REQUIRED ACTION:
Without the images, output every record exactly as it appears.

MATERIAL FOR THE TASK:
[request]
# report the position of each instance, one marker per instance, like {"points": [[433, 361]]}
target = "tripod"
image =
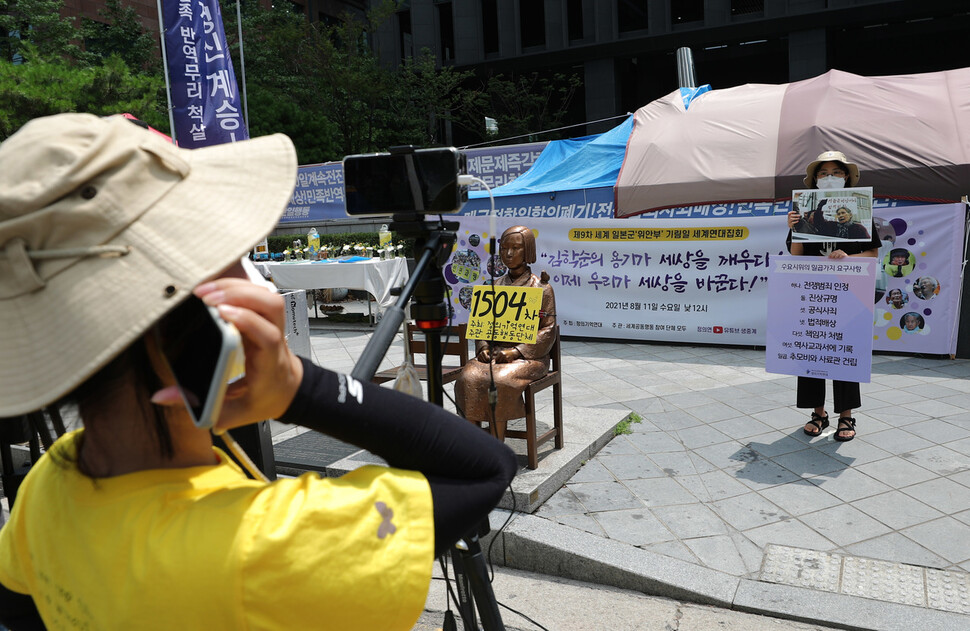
{"points": [[430, 312], [32, 429]]}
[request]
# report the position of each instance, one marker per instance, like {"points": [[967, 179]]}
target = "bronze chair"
{"points": [[456, 346], [552, 378]]}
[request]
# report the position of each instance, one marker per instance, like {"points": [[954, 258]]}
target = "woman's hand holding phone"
{"points": [[273, 372]]}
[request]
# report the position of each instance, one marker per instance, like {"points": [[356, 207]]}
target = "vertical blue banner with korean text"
{"points": [[205, 99], [820, 317]]}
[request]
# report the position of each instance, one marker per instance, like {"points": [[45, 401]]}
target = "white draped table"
{"points": [[375, 276]]}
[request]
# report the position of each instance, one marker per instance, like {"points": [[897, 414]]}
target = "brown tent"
{"points": [[909, 134]]}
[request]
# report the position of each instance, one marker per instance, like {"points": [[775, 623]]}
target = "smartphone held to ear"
{"points": [[204, 353]]}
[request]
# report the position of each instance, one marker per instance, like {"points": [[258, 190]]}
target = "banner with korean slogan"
{"points": [[820, 317], [205, 100], [505, 314], [701, 280], [679, 280]]}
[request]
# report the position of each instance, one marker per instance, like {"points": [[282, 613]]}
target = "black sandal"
{"points": [[849, 426], [818, 421]]}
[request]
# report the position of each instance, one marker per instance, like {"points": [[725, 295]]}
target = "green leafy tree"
{"points": [[121, 33], [42, 86], [36, 22]]}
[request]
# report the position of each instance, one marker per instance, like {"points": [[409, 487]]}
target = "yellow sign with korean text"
{"points": [[505, 314]]}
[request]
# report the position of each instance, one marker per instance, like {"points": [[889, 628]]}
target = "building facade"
{"points": [[625, 50]]}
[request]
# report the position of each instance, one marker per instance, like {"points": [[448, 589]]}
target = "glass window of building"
{"points": [[631, 15], [532, 23], [446, 31], [747, 7], [490, 26], [574, 19], [684, 11]]}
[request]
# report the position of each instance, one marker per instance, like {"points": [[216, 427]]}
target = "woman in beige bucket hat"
{"points": [[830, 170], [136, 521]]}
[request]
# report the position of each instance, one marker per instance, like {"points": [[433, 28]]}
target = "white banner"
{"points": [[704, 280], [674, 280]]}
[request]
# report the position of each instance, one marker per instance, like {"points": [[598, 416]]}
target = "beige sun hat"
{"points": [[104, 228], [831, 156]]}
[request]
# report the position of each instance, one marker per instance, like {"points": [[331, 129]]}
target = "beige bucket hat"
{"points": [[831, 156], [104, 228]]}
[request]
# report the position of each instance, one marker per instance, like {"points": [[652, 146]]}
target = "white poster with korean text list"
{"points": [[820, 317]]}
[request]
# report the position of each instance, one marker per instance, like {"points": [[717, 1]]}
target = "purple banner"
{"points": [[820, 317], [205, 100]]}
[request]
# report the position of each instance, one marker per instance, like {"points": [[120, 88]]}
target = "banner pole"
{"points": [[242, 64], [168, 87]]}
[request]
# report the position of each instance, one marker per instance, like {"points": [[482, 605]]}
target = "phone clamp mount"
{"points": [[434, 240]]}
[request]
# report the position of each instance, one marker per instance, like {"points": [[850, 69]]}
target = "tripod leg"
{"points": [[466, 609], [470, 568]]}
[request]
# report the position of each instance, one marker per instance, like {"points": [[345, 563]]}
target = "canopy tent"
{"points": [[909, 134], [570, 165]]}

WORKED SOLUTION:
[request]
# report the position of each instance, one marker per instance, like {"points": [[433, 361]]}
target = "tripod"
image =
{"points": [[430, 312], [32, 429]]}
[request]
# report the position of each instance, one marker per instance, like {"points": [[967, 179]]}
target = "bronze chair"
{"points": [[456, 346], [552, 378]]}
[request]
# report the position of each instance, one marker per instance, like {"points": [[954, 258]]}
target = "woman's hand holding phone"
{"points": [[273, 372]]}
[request]
# report the position of each instance, one marker per instance, like {"points": [[356, 207]]}
target = "vertical blue banner with korean text"
{"points": [[205, 99], [820, 317]]}
[request]
# report the position of each instance, one marker per instance, like {"points": [[45, 401]]}
target = "white draped table"
{"points": [[375, 276]]}
[request]
# report the position of each instance, one marker per instance, like {"points": [[897, 414]]}
target = "brown tent"
{"points": [[909, 134]]}
[request]
# report the position of each instance, one marker per instance, like {"points": [[775, 623]]}
target = "smartphone held to ear"
{"points": [[204, 353]]}
[request]
# report the position of each instance, one marker per instance, like {"points": [[258, 190]]}
target = "banner with korean slogan"
{"points": [[820, 317], [205, 100], [505, 314], [701, 280], [679, 280]]}
[request]
# report the position of each instance, one marker per instance, like {"points": [[282, 613]]}
target = "black sandal"
{"points": [[849, 426], [818, 421]]}
[request]
# report the position of each instance, one marker per instance, like {"points": [[725, 295]]}
target = "green leafy tree"
{"points": [[121, 33], [42, 86], [36, 22]]}
[request]
# report the position of each instance, one marker per instance, like {"points": [[409, 487]]}
target = "yellow sign with korean text"
{"points": [[505, 314]]}
[request]
# report the position of each instance, one marker per instance, like {"points": [[889, 628]]}
target = "building facade"
{"points": [[625, 50]]}
[request]
# report the position of each instance, one marker per instance, like {"points": [[448, 589]]}
target = "glass window of building"
{"points": [[631, 15], [532, 23], [446, 31], [747, 7], [490, 26], [574, 19], [684, 11]]}
[request]
# report the position of each instance, one marker per instance, like {"points": [[216, 427]]}
target = "woman in beige bucket hat"
{"points": [[830, 170], [136, 521]]}
[request]
# report the position of each instance, one marker per instance, like {"points": [[433, 28]]}
target = "white banner"
{"points": [[704, 280], [674, 280]]}
[request]
# report the position of each instance, one marker per instance, like {"points": [[598, 416]]}
target = "beige sun hat"
{"points": [[104, 228], [831, 156]]}
[request]
# report the position of each instance, one marker per instance, like {"points": [[331, 129]]}
target = "beige bucket hat"
{"points": [[831, 156], [104, 228]]}
[request]
# report the position of each instance, one marker per instance, like {"points": [[652, 146]]}
target = "white poster with korean text list"
{"points": [[820, 317]]}
[request]
# report the position of each instance, one marker per instance, like {"points": [[717, 1]]}
target = "purple banner"
{"points": [[820, 317], [205, 100]]}
[request]
# report the position of each instance, one marker per instance, like {"points": [[120, 88]]}
target = "banner pole"
{"points": [[242, 64], [168, 87]]}
[request]
# report the position of each instance, one marker per instance, like {"points": [[482, 605]]}
target = "phone clamp mount"
{"points": [[434, 240]]}
[request]
# report the position of each instance, one marker per instance, like {"points": [[850, 69]]}
target = "tripod leg"
{"points": [[466, 609], [470, 568]]}
[request]
# report the position of each instance, one marker per instance, like {"points": [[345, 563]]}
target = "canopy tent"
{"points": [[909, 134], [570, 165]]}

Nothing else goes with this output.